● **Prompt**:
Rewrite the items from the start through the line holding "67H335L342 179L316 191L350", inclusive, with "positive clicks" changed to "foreground clicks" and everything else left as is. Omit the pictures from your answer.

● **Data records**:
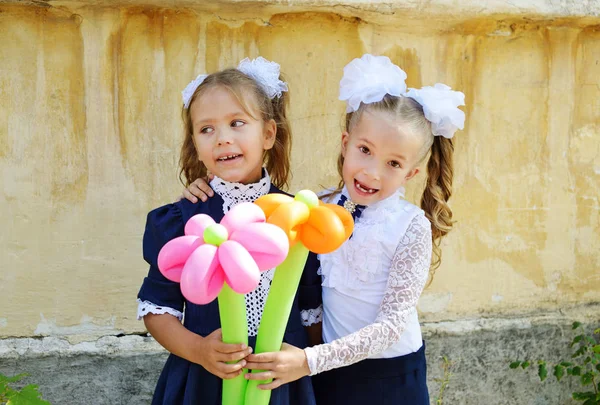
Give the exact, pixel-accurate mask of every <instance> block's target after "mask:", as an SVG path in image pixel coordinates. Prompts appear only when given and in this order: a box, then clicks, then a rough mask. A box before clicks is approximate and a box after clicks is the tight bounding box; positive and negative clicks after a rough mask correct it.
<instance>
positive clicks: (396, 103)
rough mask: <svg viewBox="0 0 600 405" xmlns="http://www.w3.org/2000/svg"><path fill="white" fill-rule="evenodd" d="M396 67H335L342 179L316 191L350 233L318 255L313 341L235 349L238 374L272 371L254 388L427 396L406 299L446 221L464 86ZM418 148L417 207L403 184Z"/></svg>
mask: <svg viewBox="0 0 600 405" xmlns="http://www.w3.org/2000/svg"><path fill="white" fill-rule="evenodd" d="M405 79H406V74H405V73H404V72H403V71H402V70H401V69H400V68H399V67H398V66H396V65H393V64H392V63H391V61H390V60H389V59H388V58H386V57H374V56H371V55H364V56H363V57H362V58H361V59H355V60H353V61H352V62H351V63H350V64H348V65H347V66H346V67H345V68H344V77H343V79H342V81H341V83H340V99H341V100H346V101H347V109H346V112H347V115H346V128H345V131H344V132H343V134H342V150H341V154H340V156H339V159H338V171H339V173H340V177H341V179H342V181H341V183H340V187H339V188H338V189H336V190H329V191H328V192H327V193H326V194H325V196H324V197H325V198H328V199H329V200H330V201H335V202H337V203H338V204H340V205H342V206H344V207H345V208H346V209H348V210H349V211H350V212H352V214H353V217H354V219H355V228H354V233H353V235H352V236H351V237H350V239H349V240H348V241H347V242H346V243H344V245H342V247H341V248H340V249H338V250H337V251H335V252H332V253H329V254H325V255H319V260H320V268H319V269H318V272H319V274H320V275H321V276H322V296H323V324H322V326H323V332H322V337H323V341H324V342H325V343H324V344H320V345H317V346H314V347H309V348H305V349H304V350H301V349H300V348H296V347H293V346H290V345H284V346H283V347H282V350H281V351H280V352H277V353H261V354H256V355H254V354H253V355H249V356H248V357H246V360H247V364H246V367H247V368H249V369H259V370H266V371H264V372H261V373H257V374H247V375H246V377H247V378H248V379H257V380H268V379H273V381H272V382H271V383H269V384H264V385H263V386H262V388H264V389H274V388H276V387H279V386H280V385H281V384H285V383H288V382H290V381H294V380H296V379H297V378H302V377H304V376H307V375H311V376H314V377H313V384H314V386H315V392H316V397H317V403H318V404H323V405H336V404H340V405H341V404H343V405H349V404H350V405H352V404H361V405H362V404H406V405H429V394H428V390H427V384H426V383H427V377H426V361H425V345H424V342H423V340H422V336H421V329H420V326H419V320H418V317H417V302H418V300H419V297H420V295H421V292H422V291H423V288H424V286H425V284H426V282H427V279H428V278H429V277H430V274H431V273H432V272H433V270H434V269H435V268H437V266H439V264H440V257H441V256H440V253H441V252H440V247H439V243H440V239H441V238H442V237H443V236H444V235H446V234H447V233H448V232H449V231H450V229H451V227H452V211H451V210H450V207H449V206H448V204H447V202H448V199H449V198H450V196H451V193H452V176H453V164H452V154H453V150H454V148H453V143H452V136H453V135H454V133H455V131H456V130H457V129H462V128H463V124H464V113H463V112H462V111H461V110H459V109H458V106H459V105H464V95H463V94H462V93H460V92H455V91H451V90H450V88H449V87H447V86H445V85H442V84H436V85H435V86H434V87H424V88H422V89H418V90H417V89H408V91H407V89H406V85H405V82H404V81H405ZM425 160H427V181H426V186H425V190H424V192H423V196H422V197H421V207H420V208H419V207H417V206H415V205H413V204H411V203H409V202H408V201H406V200H404V185H405V184H406V183H407V182H408V181H409V180H411V179H412V178H414V176H415V175H416V174H417V173H418V172H419V170H420V165H421V164H422V163H423V162H424V161H425ZM201 183H202V182H199V184H200V185H201V186H203V184H201ZM198 191H199V189H198V188H194V189H192V188H190V189H189V190H188V191H187V192H186V195H188V196H189V194H190V192H194V193H196V194H200V195H202V193H199V192H198ZM432 253H433V257H434V259H433V260H432ZM315 271H316V269H315Z"/></svg>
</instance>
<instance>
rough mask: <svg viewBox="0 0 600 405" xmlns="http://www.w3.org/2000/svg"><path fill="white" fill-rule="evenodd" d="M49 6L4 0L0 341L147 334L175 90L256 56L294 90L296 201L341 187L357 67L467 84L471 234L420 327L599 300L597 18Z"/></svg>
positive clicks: (304, 8)
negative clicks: (349, 77) (196, 75)
mask: <svg viewBox="0 0 600 405" xmlns="http://www.w3.org/2000/svg"><path fill="white" fill-rule="evenodd" d="M37 3H38V4H44V5H45V6H40V5H22V4H10V3H6V2H5V3H2V2H0V44H1V45H0V207H1V209H0V224H1V230H0V258H1V259H0V260H1V262H0V263H1V267H0V337H9V336H35V335H60V336H62V335H67V336H70V338H71V339H75V340H77V339H87V338H89V337H90V336H99V335H107V334H115V333H121V332H122V333H131V332H139V331H142V330H143V325H142V324H141V323H140V322H137V321H136V320H135V311H136V303H135V296H136V293H137V290H138V288H139V285H140V283H141V281H142V278H143V277H144V275H145V274H146V272H147V266H146V264H145V263H144V261H143V260H142V257H141V237H142V233H143V227H144V223H145V215H146V213H147V212H148V211H149V210H150V209H152V208H153V207H156V206H158V205H162V204H164V203H167V202H170V201H172V200H173V199H174V198H175V197H176V196H177V195H178V194H179V193H180V191H181V185H180V184H179V182H178V179H177V159H178V151H179V144H180V141H181V130H180V128H181V127H180V91H181V89H182V88H183V87H185V85H186V84H187V83H188V81H189V80H191V79H192V78H193V77H195V76H196V75H197V74H198V73H200V72H205V71H208V72H211V71H214V70H216V69H219V68H223V67H228V66H231V65H234V64H236V63H237V62H238V61H239V60H240V59H242V58H243V57H245V56H250V57H255V56H258V55H262V56H264V57H266V58H269V59H274V60H276V61H278V62H279V63H280V64H281V65H282V70H283V71H284V72H285V73H286V75H287V78H288V81H289V84H290V88H291V98H292V104H291V114H290V115H291V120H292V125H293V130H294V134H295V140H294V142H295V143H294V150H293V173H294V181H293V186H292V191H297V190H298V189H300V188H313V189H317V188H318V187H319V186H320V185H330V184H332V183H334V182H335V180H336V175H335V164H334V162H335V157H336V153H337V148H338V142H339V137H340V135H339V134H340V128H341V126H340V124H341V119H342V115H343V110H344V105H343V104H342V103H341V102H339V101H337V89H338V82H339V79H340V78H341V73H342V68H343V66H344V65H345V64H346V63H347V62H348V61H350V60H351V59H352V58H354V57H358V56H360V55H361V54H362V53H364V52H372V53H377V54H383V55H387V56H389V57H391V58H392V60H393V61H394V62H396V63H397V64H399V65H400V66H402V67H403V68H404V69H405V70H406V71H407V73H408V75H409V78H408V84H409V85H410V86H421V85H428V84H433V83H435V82H436V81H440V82H444V83H447V84H449V85H451V86H452V87H454V88H456V89H460V90H462V91H464V92H465V94H466V100H467V107H466V113H467V126H466V128H465V131H463V132H461V133H459V134H458V135H457V138H456V170H455V173H456V177H455V195H454V197H453V199H452V207H453V209H454V211H455V218H456V220H457V224H456V228H455V230H454V231H453V232H452V233H451V235H450V236H449V237H448V238H447V240H446V241H445V242H444V243H443V248H444V260H443V265H442V267H441V268H440V269H439V270H438V272H437V274H436V277H435V280H434V282H433V284H432V285H431V286H430V287H429V288H428V289H427V291H426V293H425V295H424V296H423V297H422V300H421V304H420V310H421V318H422V320H423V321H425V322H433V321H445V320H447V321H456V320H465V319H473V318H478V317H487V318H503V317H507V316H517V317H527V316H536V314H544V313H553V312H556V311H557V310H558V309H565V308H574V309H575V310H578V308H584V307H586V305H588V307H589V304H597V303H598V302H600V273H599V270H600V254H599V253H598V252H599V249H600V218H599V217H600V215H599V214H600V202H599V198H600V197H599V191H598V190H600V28H599V27H600V17H599V14H600V11H599V10H598V9H600V7H597V9H593V8H590V9H588V11H589V12H586V9H583V10H579V9H575V8H569V4H567V3H569V2H563V3H565V4H566V5H565V6H564V8H554V9H546V8H544V7H546V6H548V4H546V2H542V1H539V4H538V5H536V4H533V5H532V4H529V5H527V7H525V5H524V6H523V7H521V8H519V9H506V8H502V7H506V5H505V4H504V2H502V4H503V5H501V4H500V2H499V3H498V6H497V8H494V7H496V6H495V5H493V4H492V3H490V4H492V6H491V8H490V9H489V10H483V11H482V12H481V13H480V14H478V13H477V11H476V9H475V2H470V1H469V2H465V5H464V10H462V11H464V12H461V8H460V6H454V8H452V9H450V11H452V12H448V8H444V7H445V3H447V2H444V1H441V0H439V1H435V2H423V3H424V4H425V3H427V4H429V5H427V6H423V7H421V8H419V7H418V6H417V7H416V6H415V5H414V4H412V3H411V2H408V1H406V2H399V3H398V5H397V6H396V7H395V8H394V6H390V5H389V4H378V3H376V2H375V3H370V4H368V3H367V4H363V3H356V4H354V3H355V2H347V3H346V5H345V6H340V7H339V8H338V7H337V6H335V4H333V3H331V4H330V3H326V2H317V1H314V2H303V1H300V2H298V5H296V8H292V7H291V6H285V5H279V6H277V4H275V3H273V5H270V4H269V3H266V4H263V3H260V2H255V4H253V3H254V2H249V3H250V6H248V5H247V3H243V5H238V3H236V2H222V4H213V5H211V6H207V5H202V6H200V5H197V4H196V2H193V1H181V2H177V1H173V2H169V5H170V7H171V8H159V7H158V6H157V5H146V6H141V5H139V4H138V2H136V1H129V2H122V4H121V7H116V6H110V5H109V4H108V3H107V2H102V1H96V2H79V3H54V2H48V3H47V2H43V3H42V2H37ZM150 3H152V2H150ZM321 3H322V4H321ZM516 3H523V4H524V2H522V1H520V2H519V1H517V2H516ZM525 3H526V2H525ZM530 3H531V2H530ZM550 3H552V2H550ZM432 4H433V5H432ZM320 6H322V7H320ZM528 7H529V8H528ZM548 7H550V6H548ZM573 7H575V6H573ZM590 7H591V6H590ZM311 10H313V11H311ZM353 13H354V14H356V15H358V16H360V18H353V17H352V14H353ZM586 14H587V16H586ZM421 181H422V178H421V179H420V180H419V182H421ZM417 192H418V187H417V186H416V185H413V187H411V190H410V196H411V198H413V199H414V198H415V196H416V195H417Z"/></svg>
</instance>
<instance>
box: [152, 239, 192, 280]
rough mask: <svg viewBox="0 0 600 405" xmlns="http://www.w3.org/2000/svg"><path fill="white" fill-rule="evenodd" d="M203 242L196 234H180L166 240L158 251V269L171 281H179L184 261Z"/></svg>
mask: <svg viewBox="0 0 600 405" xmlns="http://www.w3.org/2000/svg"><path fill="white" fill-rule="evenodd" d="M202 243H203V240H202V238H199V237H197V236H180V237H178V238H175V239H172V240H170V241H168V242H167V243H166V244H165V245H164V246H163V248H162V249H161V250H160V252H158V260H157V264H158V269H159V270H160V272H161V273H162V274H163V276H165V277H166V278H168V279H169V280H171V281H175V282H176V283H179V281H180V280H181V272H182V270H183V266H184V265H185V261H186V260H187V259H188V257H190V255H191V254H192V252H193V251H194V250H195V249H196V248H197V247H198V246H200V245H201V244H202Z"/></svg>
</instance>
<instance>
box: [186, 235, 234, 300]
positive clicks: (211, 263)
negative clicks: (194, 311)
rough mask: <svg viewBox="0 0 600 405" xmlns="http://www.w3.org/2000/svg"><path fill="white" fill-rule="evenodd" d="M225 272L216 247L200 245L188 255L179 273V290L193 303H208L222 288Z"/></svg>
mask: <svg viewBox="0 0 600 405" xmlns="http://www.w3.org/2000/svg"><path fill="white" fill-rule="evenodd" d="M224 281H225V274H224V273H223V268H222V267H221V265H220V263H219V257H218V255H217V247H216V246H213V245H202V246H200V247H198V248H197V249H196V250H194V252H193V253H192V254H191V255H190V257H189V259H188V260H187V262H186V263H185V266H184V267H183V272H182V274H181V292H182V294H183V296H184V297H185V298H186V299H187V300H188V301H190V302H193V303H194V304H199V305H204V304H208V303H210V302H211V301H213V300H214V299H215V298H217V295H219V292H221V289H222V288H223V282H224Z"/></svg>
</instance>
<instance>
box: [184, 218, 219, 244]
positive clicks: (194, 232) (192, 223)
mask: <svg viewBox="0 0 600 405" xmlns="http://www.w3.org/2000/svg"><path fill="white" fill-rule="evenodd" d="M214 223H215V221H214V219H212V218H211V217H209V216H208V215H206V214H198V215H194V216H193V217H191V218H190V219H189V220H188V221H187V222H186V224H185V229H184V230H183V231H184V233H185V234H186V235H195V236H200V238H203V236H204V230H205V229H206V228H208V227H209V226H210V225H212V224H214ZM202 241H203V242H204V239H202Z"/></svg>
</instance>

● **Answer space**:
Give the exact, pixel-accurate mask of every <instance> block's target after "mask:", as an SVG path in image pixel coordinates. Prompts appear only when given and in this order: a box, then clicks, then a rough mask. A box before clicks is approximate and a box after clicks is the tight bounding box; positive and negative clicks after a rough mask correct it.
<instance>
foreground clicks: (396, 103)
rough mask: <svg viewBox="0 0 600 405" xmlns="http://www.w3.org/2000/svg"><path fill="white" fill-rule="evenodd" d="M396 67H335L342 179L316 191L350 233L318 255L313 341L235 349L238 374L272 371L254 388L427 396L406 299L446 221L464 86ZM418 148L417 207L403 184Z"/></svg>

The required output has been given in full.